SSSE3 instructions are not available for [[AMD]] processors until Bulldozer, which also implements [[SSE4]] and [[AVX]].
=Instructions=
Some of the new instructions are quite interesting for computer chess, with applications in [[Evaluation|evaluation]] and byte shuffling of [[Bitboards|bitboards]].
<span id="PHADDSW"></span>
==PH(ADD/SUB)W==
Packed Horizontal Add/Subtract Words. Each of the eight shorts integers is the sum/difference between adjacent pairs of elements in the input parameters. Saturating versions, PHADDSW and PHSUBSW, are also available.
The primary downside of these instructions is that they tend to be very slow multiple-uop instructions on most CPUs, resulting in alternate instruction sequences almost always being faster.
===Intrinsic===
_m128i [http://msdn.microsoft.com/en-us/library/bb514049%28v=vs.100%29.aspx _mm_hadd_epi16] (_m128i a, _m128i b);
===Pseudocode===
<pre>
signed short a[ 8]; // input a
signed short b[ 8]; // input b
signed short r[ 8]; // output r
for (i=0; i < 4; i++) {
r[ i] = a[2i] + a[2i+1];
r[4+i] = b[2i] + b[2i+1];
}
</pre>
<span id="PMADDUBSW"></span>
==PMADDUBSW==
Packed Multiply and Add a vector of 16 unsigned bytes (char) with a vector of 16 signed bytes (not [https://en.wikipedia.org/wiki/Commutative commutative]! <ref>[http://gcc.gnu.org/ml/gcc-patches/2008-03/msg00619.html fixing SSSE3 pmaddubsw description] from the mail archive of the [[mailto:gcc-patches@gcc.gnu.org|gcc-patches@gcc.gnu.org]] mailing list for the [[Free Software Foundation#GCC|GCC project]]</ref> ). Two consecutive products are added and the saturated signed 16-bit results are stored as vector of eight signed shorts.
===Intrinsic===
_m128i [http://msdn.microsoft.com/en-us/library/bb514017%28v=vs.100%29.aspx _mm_maddubs_epi16] (_m128i a, _m128i b);
===Pseudocode===
<pre>
unsigned char a[16]; // input a
signed char b[16]; // input b
signed short r[ 8]; // output r
for (i=0; i < 8; i++)
------------------------------------------------------------------------
Problems to solve ->
(1) Print the SSSE3 passage, starting with "The primary downside" and going on through "always being faster.".
(2) Arrange the lines of the rows as a JSON list of strings, one string per line and blank lines left out, starting with the line with "bbox: white ceramic bowl" and going on through the last line of the rows.
------------------------------------------------------------------------
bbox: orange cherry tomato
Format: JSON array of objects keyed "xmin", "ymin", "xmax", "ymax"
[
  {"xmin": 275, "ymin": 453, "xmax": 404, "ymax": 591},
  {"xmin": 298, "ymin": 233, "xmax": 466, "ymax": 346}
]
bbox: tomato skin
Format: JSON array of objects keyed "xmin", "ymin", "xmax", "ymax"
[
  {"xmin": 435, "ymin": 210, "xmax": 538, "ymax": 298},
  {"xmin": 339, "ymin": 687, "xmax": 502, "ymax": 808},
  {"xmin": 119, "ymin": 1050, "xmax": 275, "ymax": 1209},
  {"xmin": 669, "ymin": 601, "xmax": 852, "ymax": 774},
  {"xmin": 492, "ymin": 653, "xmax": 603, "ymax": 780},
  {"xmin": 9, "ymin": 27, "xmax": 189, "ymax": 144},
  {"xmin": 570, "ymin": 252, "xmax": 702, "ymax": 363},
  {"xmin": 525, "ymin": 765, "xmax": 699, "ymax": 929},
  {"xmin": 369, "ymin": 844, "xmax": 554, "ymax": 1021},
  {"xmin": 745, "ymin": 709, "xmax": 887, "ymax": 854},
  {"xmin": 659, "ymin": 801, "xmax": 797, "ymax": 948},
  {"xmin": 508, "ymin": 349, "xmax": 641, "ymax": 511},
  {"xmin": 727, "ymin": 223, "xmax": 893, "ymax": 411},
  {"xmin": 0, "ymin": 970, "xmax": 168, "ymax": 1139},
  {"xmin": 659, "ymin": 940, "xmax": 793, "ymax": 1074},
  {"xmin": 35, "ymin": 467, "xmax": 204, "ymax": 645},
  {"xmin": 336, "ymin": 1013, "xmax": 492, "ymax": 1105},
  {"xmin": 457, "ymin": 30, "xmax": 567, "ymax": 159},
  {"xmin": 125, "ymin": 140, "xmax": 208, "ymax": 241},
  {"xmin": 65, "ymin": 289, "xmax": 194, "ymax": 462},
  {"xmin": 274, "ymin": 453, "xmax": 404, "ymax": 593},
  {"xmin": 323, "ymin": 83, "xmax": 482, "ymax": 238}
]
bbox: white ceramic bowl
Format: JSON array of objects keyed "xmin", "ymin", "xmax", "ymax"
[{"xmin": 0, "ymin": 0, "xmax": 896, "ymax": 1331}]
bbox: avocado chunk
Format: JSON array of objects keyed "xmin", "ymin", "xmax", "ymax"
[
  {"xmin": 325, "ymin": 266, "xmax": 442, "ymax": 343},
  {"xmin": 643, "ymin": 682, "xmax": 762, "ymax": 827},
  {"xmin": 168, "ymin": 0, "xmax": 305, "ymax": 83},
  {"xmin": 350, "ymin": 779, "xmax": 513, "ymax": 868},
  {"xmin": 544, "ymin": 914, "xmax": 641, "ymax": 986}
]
------------------------------------------------------------------------
List of solutions ->
(1)
The primary downside of these instructions is that they tend to be very slow multiple-uop instructions on most CPUs, resulting in alternate instruction sequences almost always being faster.

(2)
[
  "bbox: white ceramic bowl",
  "Format: JSON array of objects keyed \"xmin\", \"ymin\", \"xmax\", \"ymax\"",
  "[{\"xmin\": 0, \"ymin\": 0, \"xmax\": 896, \"ymax\": 1331}]",
  "bbox: avocado chunk",
  "Format: JSON array of objects keyed \"xmin\", \"ymin\", \"xmax\", \"ymax\"",
  "[",
  "  {\"xmin\": 325, \"ymin\": 266, \"xmax\": 442, \"ymax\": 343},",
  "  {\"xmin\": 643, \"ymin\": 682, \"xmax\": 762, \"ymax\": 827},",
  "  {\"xmin\": 168, \"ymin\": 0, \"xmax\": 305, \"ymax\": 83},",
  "  {\"xmin\": 350, \"ymin\": 779, \"xmax\": 513, \"ymax\": 868},",
  "  {\"xmin\": 544, \"ymin\": 914, \"xmax\": 641, \"ymax\": 986}",
  "]"
]